*DO THIS*. Please quote the entries word for word, starting at the very beginning and ending at the line that contains "[281,482,400,598]". Leave the pictures out of your answer.

[START RECORD EXTRACTS]

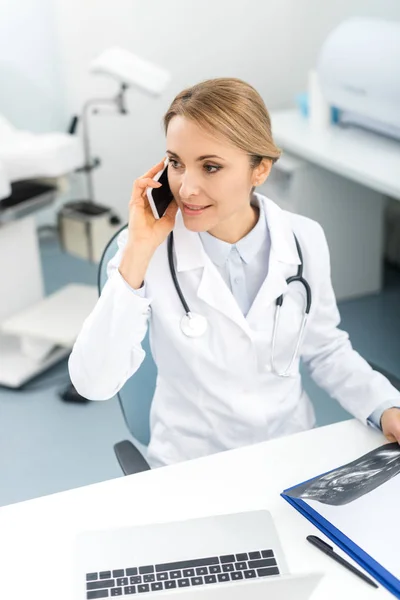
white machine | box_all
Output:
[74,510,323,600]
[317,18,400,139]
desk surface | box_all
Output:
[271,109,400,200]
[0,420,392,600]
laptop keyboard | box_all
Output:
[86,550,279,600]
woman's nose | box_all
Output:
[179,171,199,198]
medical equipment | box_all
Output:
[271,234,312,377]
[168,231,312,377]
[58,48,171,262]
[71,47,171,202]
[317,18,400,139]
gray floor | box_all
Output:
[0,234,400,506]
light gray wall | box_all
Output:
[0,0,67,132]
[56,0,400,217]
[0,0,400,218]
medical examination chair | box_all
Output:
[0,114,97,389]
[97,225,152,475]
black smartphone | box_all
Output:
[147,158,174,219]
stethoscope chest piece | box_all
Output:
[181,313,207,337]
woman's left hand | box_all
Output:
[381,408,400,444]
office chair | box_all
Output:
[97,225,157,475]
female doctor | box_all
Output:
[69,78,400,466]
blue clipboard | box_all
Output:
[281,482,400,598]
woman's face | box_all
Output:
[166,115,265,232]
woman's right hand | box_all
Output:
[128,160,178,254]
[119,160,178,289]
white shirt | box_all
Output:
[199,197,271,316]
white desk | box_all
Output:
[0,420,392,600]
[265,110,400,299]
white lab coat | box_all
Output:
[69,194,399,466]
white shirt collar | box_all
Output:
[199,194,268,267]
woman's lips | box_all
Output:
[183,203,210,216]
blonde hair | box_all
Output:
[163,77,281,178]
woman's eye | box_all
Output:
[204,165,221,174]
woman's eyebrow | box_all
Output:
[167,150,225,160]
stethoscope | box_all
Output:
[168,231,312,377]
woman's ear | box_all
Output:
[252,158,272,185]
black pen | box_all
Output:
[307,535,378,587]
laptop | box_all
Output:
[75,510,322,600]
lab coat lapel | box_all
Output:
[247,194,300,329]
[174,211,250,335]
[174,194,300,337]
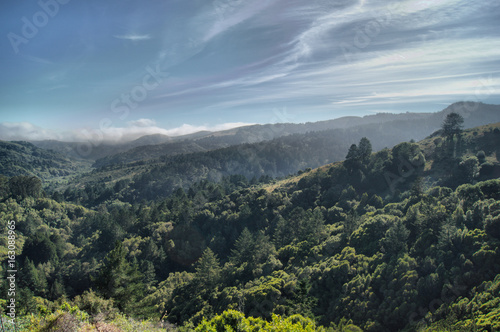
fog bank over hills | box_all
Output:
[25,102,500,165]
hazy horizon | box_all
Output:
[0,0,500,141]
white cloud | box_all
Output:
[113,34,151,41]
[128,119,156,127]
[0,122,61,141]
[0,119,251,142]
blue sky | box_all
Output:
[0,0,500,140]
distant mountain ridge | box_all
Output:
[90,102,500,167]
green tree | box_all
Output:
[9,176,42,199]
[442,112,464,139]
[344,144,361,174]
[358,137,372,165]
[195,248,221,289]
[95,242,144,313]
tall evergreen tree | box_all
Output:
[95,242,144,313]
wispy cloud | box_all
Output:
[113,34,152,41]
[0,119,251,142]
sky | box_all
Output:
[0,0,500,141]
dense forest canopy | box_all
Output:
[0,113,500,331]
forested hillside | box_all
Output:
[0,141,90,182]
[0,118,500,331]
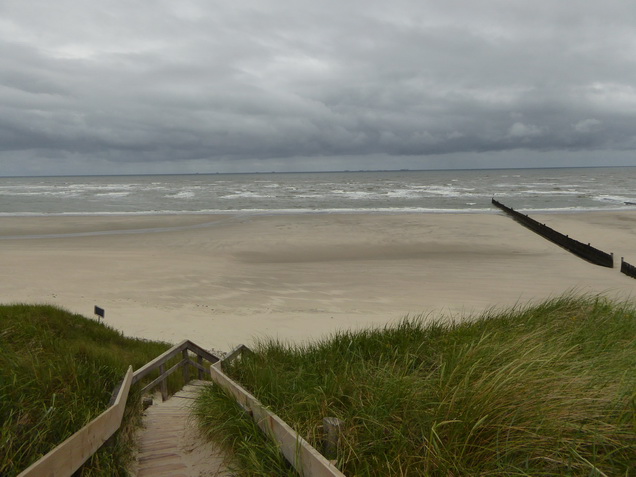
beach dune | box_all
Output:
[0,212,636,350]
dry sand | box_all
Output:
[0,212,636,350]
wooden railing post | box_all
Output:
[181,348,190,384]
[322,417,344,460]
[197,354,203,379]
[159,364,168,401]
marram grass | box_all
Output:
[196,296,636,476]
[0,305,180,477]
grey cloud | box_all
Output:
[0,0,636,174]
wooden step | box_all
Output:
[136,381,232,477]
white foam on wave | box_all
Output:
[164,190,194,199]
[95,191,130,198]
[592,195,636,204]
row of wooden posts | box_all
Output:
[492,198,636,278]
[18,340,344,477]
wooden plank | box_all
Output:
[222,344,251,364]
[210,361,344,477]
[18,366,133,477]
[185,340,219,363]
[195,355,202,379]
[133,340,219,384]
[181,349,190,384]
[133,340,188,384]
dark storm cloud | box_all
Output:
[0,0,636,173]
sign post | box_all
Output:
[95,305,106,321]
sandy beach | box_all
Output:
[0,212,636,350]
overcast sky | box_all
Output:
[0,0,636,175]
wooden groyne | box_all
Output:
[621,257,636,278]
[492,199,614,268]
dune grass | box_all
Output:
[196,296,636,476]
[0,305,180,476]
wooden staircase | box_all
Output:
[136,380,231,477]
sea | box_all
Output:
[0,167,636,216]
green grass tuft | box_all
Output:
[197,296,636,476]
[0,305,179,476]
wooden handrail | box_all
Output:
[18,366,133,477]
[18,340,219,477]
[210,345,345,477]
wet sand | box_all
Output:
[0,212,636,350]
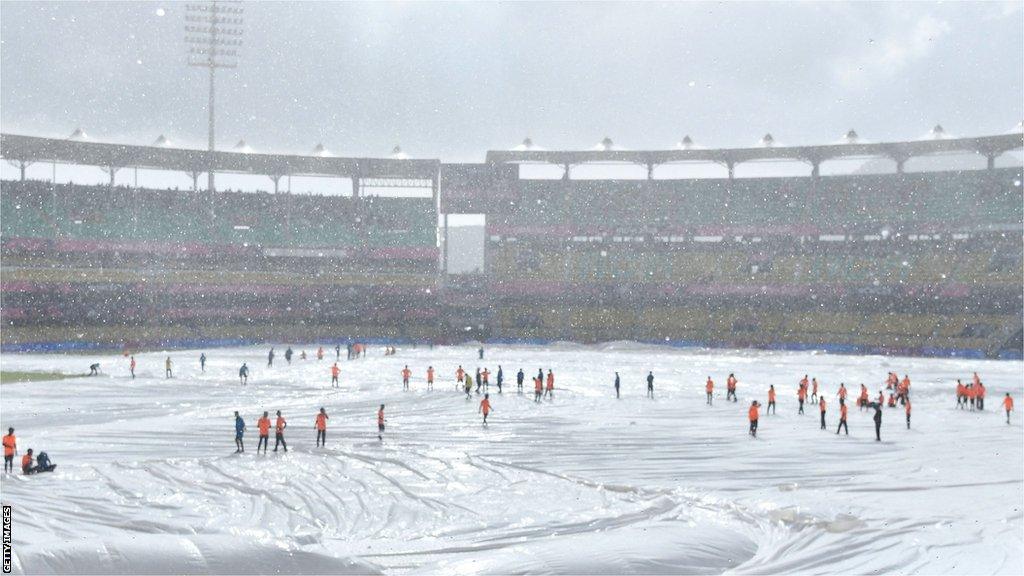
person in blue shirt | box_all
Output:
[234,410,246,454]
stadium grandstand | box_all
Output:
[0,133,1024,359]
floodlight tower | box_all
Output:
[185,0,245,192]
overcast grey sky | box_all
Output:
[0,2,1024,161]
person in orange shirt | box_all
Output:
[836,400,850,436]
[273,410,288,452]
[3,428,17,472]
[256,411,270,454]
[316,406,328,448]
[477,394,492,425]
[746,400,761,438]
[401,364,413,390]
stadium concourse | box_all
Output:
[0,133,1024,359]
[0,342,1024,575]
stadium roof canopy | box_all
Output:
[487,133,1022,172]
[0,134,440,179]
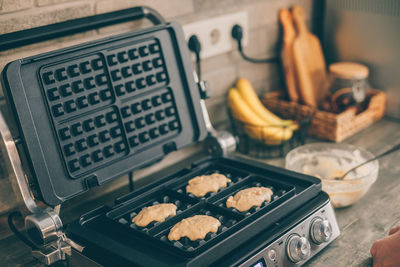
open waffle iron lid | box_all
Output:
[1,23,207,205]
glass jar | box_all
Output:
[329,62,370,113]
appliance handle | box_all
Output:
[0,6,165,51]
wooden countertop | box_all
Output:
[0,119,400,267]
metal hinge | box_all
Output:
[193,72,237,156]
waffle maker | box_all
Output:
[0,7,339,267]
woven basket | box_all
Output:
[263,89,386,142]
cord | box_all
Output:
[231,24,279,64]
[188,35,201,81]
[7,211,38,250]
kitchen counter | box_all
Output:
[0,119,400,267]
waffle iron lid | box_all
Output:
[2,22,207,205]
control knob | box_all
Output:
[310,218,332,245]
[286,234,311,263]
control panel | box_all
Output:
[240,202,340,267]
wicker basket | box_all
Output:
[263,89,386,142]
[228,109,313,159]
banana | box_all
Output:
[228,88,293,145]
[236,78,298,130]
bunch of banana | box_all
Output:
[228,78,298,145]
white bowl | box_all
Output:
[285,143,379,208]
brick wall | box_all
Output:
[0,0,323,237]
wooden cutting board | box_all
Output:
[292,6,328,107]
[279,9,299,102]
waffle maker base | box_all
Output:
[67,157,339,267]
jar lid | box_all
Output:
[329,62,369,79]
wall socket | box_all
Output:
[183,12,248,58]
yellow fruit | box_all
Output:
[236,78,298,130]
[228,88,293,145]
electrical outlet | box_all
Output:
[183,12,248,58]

[END RECORD EXTRACTS]

*EXERCISE ANSWER*.
white machine | box_all
Output:
[74,510,323,600]
[317,18,400,139]
desk surface | box_all
Output:
[271,109,400,200]
[0,420,392,600]
laptop keyboard | box_all
Output:
[86,550,279,600]
woman's nose | box_all
Output:
[179,171,199,198]
medical equipment | box_all
Output:
[271,234,312,377]
[168,231,312,377]
[58,48,171,262]
[71,47,171,202]
[317,18,400,139]
gray floor | box_all
Output:
[0,234,400,506]
light gray wall | box_all
Output:
[0,0,67,132]
[56,0,400,217]
[0,0,400,218]
medical examination chair | box_all
Output:
[0,114,97,389]
[97,225,152,475]
black smartphone | box_all
Output:
[147,158,174,219]
stethoscope chest piece | box_all
Output:
[181,313,207,337]
woman's left hand | box_all
Output:
[381,408,400,444]
office chair | box_all
Output:
[97,225,157,475]
female doctor | box_all
Output:
[69,78,400,466]
blue clipboard | box_all
Output:
[281,482,400,598]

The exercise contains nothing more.